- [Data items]
- - - - - - -

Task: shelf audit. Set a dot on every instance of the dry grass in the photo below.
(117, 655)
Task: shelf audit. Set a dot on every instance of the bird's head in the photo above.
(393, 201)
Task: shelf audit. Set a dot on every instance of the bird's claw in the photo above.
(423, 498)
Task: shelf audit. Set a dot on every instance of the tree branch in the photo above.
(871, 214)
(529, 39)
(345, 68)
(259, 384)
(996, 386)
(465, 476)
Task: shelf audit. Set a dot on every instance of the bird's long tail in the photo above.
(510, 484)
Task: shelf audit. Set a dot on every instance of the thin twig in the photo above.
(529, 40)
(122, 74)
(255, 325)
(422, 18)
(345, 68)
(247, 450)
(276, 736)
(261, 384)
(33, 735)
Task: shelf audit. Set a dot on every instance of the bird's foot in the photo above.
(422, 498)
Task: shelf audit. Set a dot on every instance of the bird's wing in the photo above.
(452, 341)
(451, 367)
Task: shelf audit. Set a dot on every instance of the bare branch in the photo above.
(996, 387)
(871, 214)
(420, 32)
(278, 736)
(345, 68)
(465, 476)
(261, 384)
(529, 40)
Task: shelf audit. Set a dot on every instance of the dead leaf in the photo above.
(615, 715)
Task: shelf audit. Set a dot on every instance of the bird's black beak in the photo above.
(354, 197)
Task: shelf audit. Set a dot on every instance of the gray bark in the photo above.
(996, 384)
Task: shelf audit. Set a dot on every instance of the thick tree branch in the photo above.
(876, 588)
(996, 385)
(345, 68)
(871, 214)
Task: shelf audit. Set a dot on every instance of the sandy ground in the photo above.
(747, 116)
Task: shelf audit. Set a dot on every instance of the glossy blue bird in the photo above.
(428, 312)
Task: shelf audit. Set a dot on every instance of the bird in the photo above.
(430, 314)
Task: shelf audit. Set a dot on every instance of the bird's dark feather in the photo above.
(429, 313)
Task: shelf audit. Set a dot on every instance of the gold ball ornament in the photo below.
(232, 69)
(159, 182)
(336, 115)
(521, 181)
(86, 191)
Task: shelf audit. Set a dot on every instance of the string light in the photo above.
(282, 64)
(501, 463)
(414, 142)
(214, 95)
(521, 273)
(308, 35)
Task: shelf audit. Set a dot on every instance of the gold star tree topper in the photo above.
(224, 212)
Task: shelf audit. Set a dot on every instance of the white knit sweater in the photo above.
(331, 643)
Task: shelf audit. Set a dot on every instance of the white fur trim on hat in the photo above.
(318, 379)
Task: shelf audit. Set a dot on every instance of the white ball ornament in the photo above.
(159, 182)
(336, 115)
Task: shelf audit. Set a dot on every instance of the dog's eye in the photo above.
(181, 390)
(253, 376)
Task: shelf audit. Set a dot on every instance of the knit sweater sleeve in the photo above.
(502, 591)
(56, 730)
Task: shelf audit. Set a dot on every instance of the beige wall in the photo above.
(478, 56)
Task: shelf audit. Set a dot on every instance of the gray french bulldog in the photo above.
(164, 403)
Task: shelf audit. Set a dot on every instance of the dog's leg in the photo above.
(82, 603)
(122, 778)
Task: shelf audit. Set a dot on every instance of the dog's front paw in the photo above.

- - - - - - -

Can you rewrite the material from the line holding "ornament in the photo above." through the end, inclusive, keeping the requests, and increase every coordinate in the answers by 83?

- [Written response]
Task: shelf audit. Set a dot on every instance of the white ball ornament in the photo above.
(242, 265)
(419, 198)
Task: shelf audit. Set a dot on every instance of the dog's eye in the photo above.
(264, 473)
(336, 459)
Task: shelf audit. Set a dot on every instance of the knit sweater sleeve in the photo above.
(585, 674)
(139, 813)
Task: shelf audit. Set a dot on every instance of the beige wall in the photo above.
(561, 139)
Task: shelf audit. Set a dot on every instance of the gray french bulldog in the photo above.
(247, 486)
Task: shelf audit. Set a dot on every instance of the dog's leg in the photo above.
(165, 686)
(205, 861)
Task: shelf audit. Set a dot on every instance of the dog's front paw in the photo above.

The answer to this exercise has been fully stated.